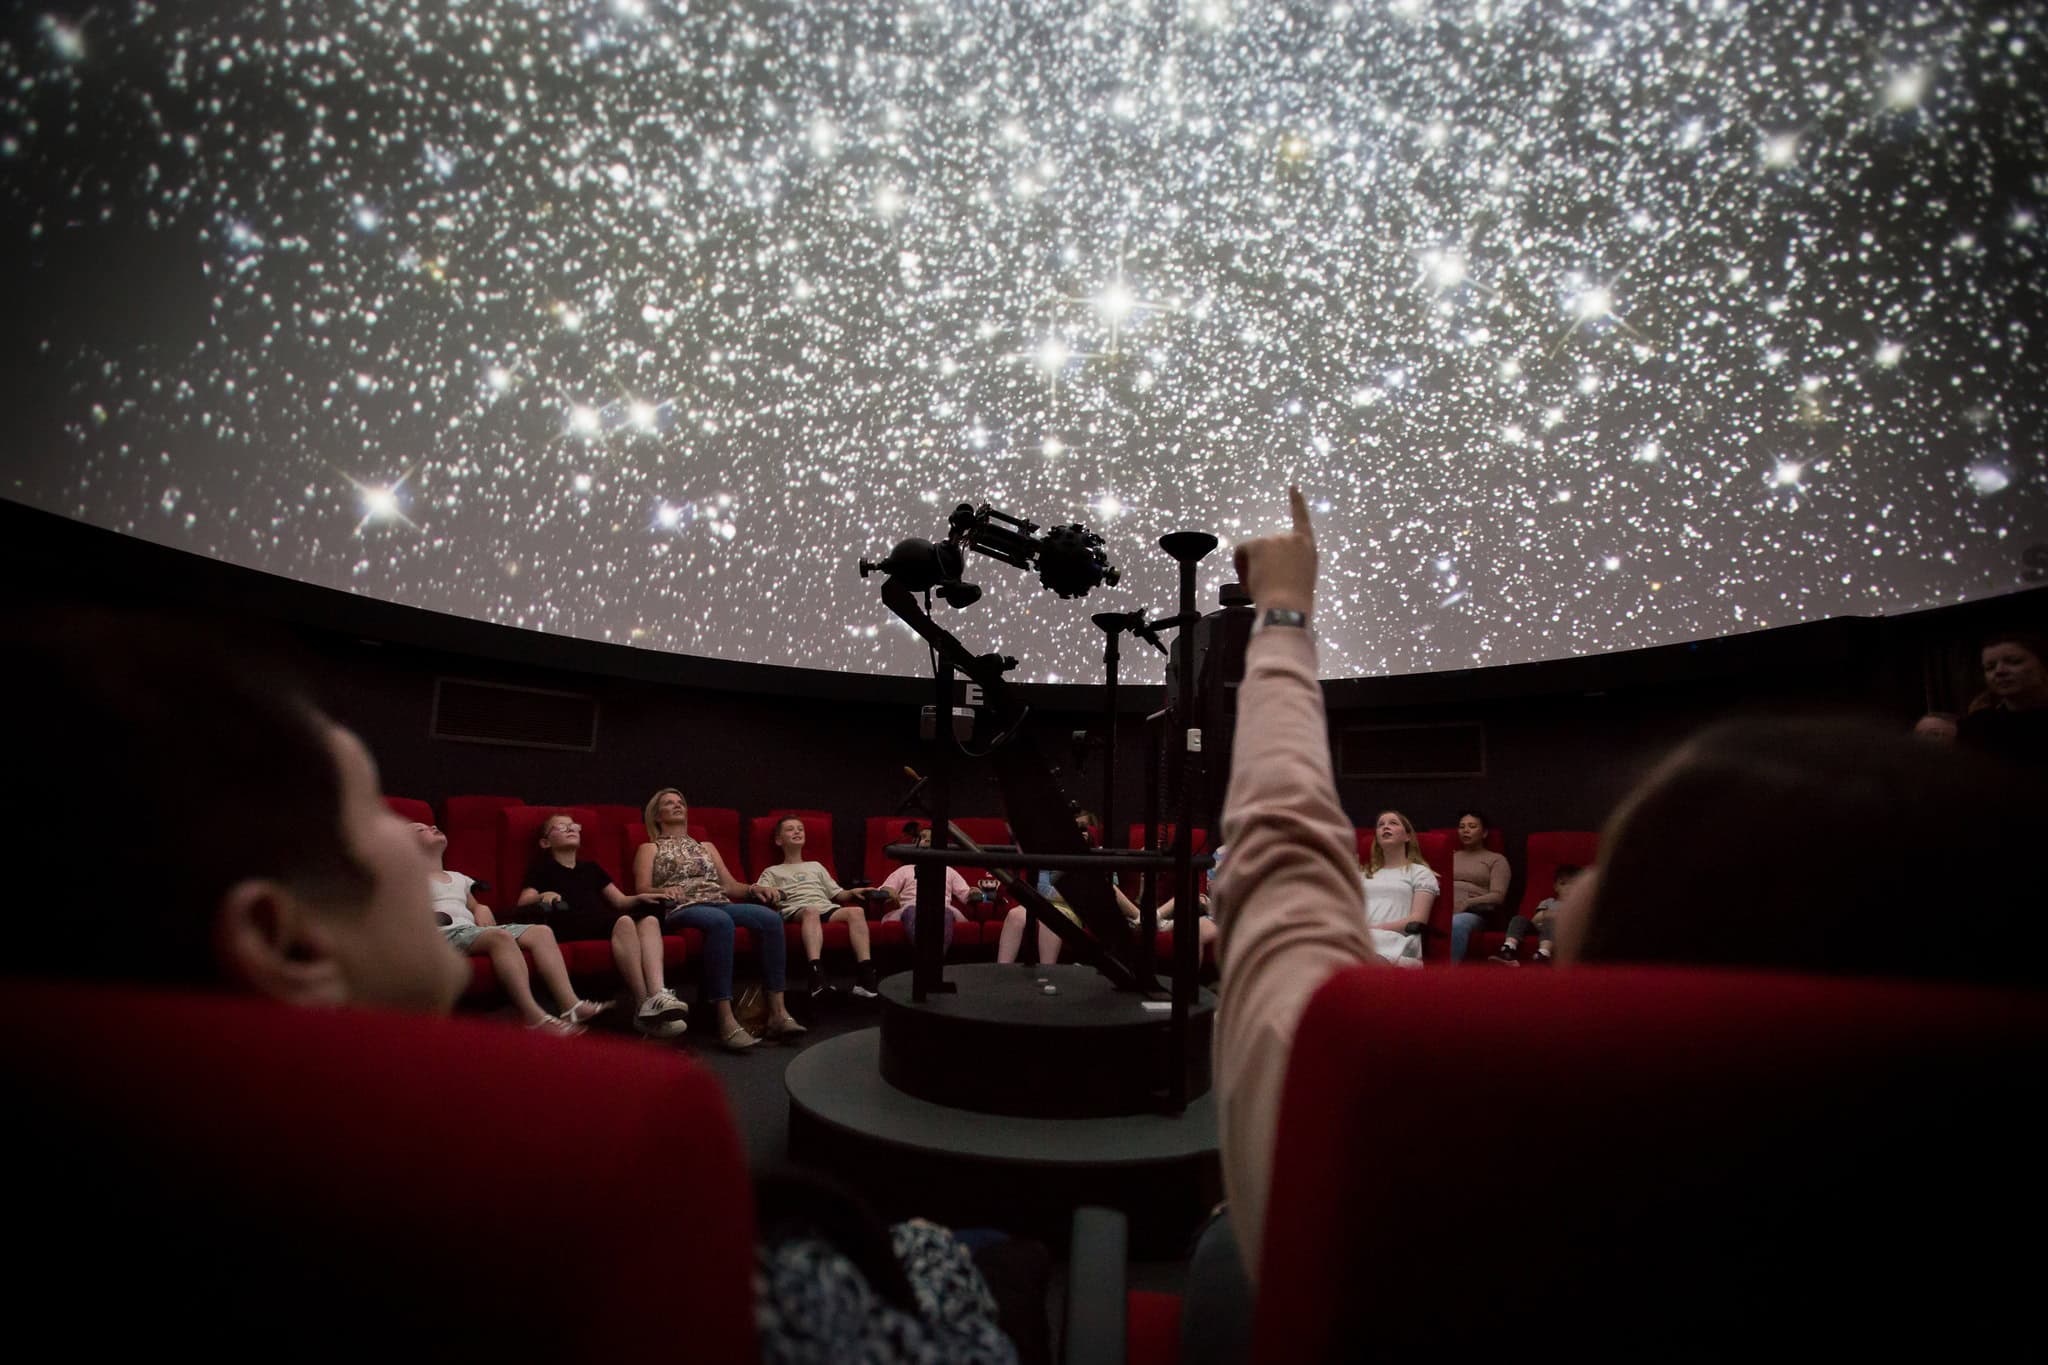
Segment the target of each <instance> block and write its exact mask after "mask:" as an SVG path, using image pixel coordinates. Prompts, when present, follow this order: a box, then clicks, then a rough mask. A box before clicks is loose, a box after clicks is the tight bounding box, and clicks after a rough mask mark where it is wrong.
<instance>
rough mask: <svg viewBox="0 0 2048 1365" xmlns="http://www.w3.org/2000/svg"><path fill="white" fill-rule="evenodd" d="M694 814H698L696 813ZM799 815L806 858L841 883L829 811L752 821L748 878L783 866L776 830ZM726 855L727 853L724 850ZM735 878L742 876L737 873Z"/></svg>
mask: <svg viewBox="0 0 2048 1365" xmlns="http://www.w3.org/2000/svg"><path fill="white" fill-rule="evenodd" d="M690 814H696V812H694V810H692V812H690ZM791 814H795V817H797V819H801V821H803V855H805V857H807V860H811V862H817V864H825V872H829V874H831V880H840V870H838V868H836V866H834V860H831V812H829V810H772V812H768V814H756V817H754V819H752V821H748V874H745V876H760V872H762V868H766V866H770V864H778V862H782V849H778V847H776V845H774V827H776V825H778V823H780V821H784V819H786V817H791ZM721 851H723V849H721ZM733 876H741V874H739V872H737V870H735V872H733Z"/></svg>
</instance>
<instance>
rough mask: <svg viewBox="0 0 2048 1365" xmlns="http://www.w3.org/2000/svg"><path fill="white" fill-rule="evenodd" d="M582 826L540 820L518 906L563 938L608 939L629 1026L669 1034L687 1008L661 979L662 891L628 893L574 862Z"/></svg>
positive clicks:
....
_What the task asks_. Find the number of lines in the listing that carry the word "instance". Only that figure should appear in the reply.

_The answer_. 4